## WHAT IS EXPECTED
Write out every entry exactly as it stands.

## EXTRACTED DATA
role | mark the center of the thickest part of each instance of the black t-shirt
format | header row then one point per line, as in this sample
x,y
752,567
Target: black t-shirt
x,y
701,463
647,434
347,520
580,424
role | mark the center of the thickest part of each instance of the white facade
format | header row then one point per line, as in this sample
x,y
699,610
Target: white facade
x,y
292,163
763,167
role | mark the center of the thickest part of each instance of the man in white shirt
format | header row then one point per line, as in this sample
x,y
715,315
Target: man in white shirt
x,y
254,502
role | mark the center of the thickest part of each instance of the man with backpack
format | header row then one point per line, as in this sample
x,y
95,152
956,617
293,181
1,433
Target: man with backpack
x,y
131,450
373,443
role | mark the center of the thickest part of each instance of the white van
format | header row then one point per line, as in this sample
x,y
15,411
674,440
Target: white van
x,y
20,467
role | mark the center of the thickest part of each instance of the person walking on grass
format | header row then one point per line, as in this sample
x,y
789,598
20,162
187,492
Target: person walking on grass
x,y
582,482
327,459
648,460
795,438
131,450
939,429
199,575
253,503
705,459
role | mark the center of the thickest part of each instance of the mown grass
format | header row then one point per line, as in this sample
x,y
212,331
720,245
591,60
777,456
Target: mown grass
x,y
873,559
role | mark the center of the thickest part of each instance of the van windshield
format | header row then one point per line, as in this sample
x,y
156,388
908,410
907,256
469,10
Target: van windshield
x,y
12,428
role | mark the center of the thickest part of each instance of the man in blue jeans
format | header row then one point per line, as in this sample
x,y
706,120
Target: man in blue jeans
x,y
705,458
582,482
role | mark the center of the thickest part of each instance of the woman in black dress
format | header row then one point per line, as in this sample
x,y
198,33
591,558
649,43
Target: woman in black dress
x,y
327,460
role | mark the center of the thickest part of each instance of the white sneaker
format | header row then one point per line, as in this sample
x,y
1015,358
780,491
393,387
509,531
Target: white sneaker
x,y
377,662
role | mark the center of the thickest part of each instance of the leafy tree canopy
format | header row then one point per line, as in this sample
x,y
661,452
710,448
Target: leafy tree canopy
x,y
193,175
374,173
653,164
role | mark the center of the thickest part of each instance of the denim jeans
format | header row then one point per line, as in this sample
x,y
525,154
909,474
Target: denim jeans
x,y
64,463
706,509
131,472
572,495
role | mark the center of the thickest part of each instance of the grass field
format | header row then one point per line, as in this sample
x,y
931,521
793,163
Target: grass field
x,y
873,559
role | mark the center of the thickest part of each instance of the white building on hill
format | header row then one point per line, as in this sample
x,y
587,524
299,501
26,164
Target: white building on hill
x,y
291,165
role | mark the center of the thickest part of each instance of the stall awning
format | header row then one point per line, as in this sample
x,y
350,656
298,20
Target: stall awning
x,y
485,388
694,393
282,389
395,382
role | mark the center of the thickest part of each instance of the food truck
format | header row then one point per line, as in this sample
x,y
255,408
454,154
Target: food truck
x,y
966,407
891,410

## FULL SOLUTION
role | mark the center of the thickest part of each instance of the black t-shirt
format | header row then one point per line, as in this sample
x,y
752,567
Target: black t-shirt
x,y
701,463
647,434
347,520
580,424
role | mark the center of the thickest part of each instance of the white facade
format | header row then one point per line, as in this sample
x,y
699,610
Target: white facade
x,y
292,163
763,167
role | mark the center of the thickest part of each instance of the man in white shirt
format | header row then one point per line, as in this sample
x,y
715,315
Target: man in white shirt
x,y
254,502
role | mark the center of the thickest part of each instance of the man with backpack
format | header row then one point per line, as in this sample
x,y
95,152
956,617
293,181
1,433
Target: man with backpack
x,y
131,450
373,443
role | mark the center of the thickest part of each instance of the white van
format | header row then one point per line, as in this sample
x,y
15,411
674,440
Target: white van
x,y
20,467
role | mark the center of the thickest part of each instance of the person walking on grass
format | header row then one point per line, as in this sample
x,y
789,598
20,162
187,492
Target: person walking on grass
x,y
582,482
327,459
648,460
795,438
131,450
939,429
199,575
253,503
705,459
role | mark the center of the thickest part of each instance of the mown grass
format | header row then one point per line, as in this sample
x,y
212,331
720,245
591,60
777,456
Target: mown grass
x,y
873,559
role | mark the center of the thickest part of each instance of the van windshield
format | header row then one point per line, as in this sample
x,y
156,388
908,410
907,256
469,10
Target: van windshield
x,y
12,428
role | mark the center of the thickest part of each instance of the man in blue jeans
format | header row then one point per line, as in this sample
x,y
706,120
Target: man in blue jeans
x,y
705,458
582,482
role | mark the center of the thickest part of each instance of the woman in black dress
format | header row then one point per line, as in this sample
x,y
198,33
591,558
649,43
Target: woman in black dress
x,y
327,460
role | mark the center of the thickest part of each instance of the white sneaker
format | header row then one point per line, as in this sample
x,y
1015,358
780,491
393,387
509,531
Target: white sneaker
x,y
377,662
role | mark the center of the thickest part of each instance of the leafy tree canopy
format | header row then one point per line, as in this sample
x,y
661,452
710,448
Target: leafy tree canopy
x,y
193,175
374,173
653,164
role | mark the center of the thickest part of each instance of the denim jeans
format | header row then one point per line, as in this sample
x,y
525,154
909,474
Target: denim jeans
x,y
64,463
706,509
131,472
572,495
role | mark the center of the thickest part of each instance of the grass field
format | header row then one point per line, as in this sample
x,y
931,521
793,163
Target: grass field
x,y
873,559
role | mark the center of the thickest part of each instance of the white building on hill
format | header row then one point per line, as in this sample
x,y
587,524
299,501
26,164
Target: white building on hill
x,y
291,165
role | mark the center of the thickest part of each instance of the stall awning
format | header row then one point per line, as in this sample
x,y
350,656
298,20
Target: stall awning
x,y
485,388
694,393
282,389
395,382
role | mark the center of the thickest part of each instance of the food truck
format | header row then one point per line, as in this sample
x,y
255,408
454,154
Target: food truck
x,y
966,407
891,410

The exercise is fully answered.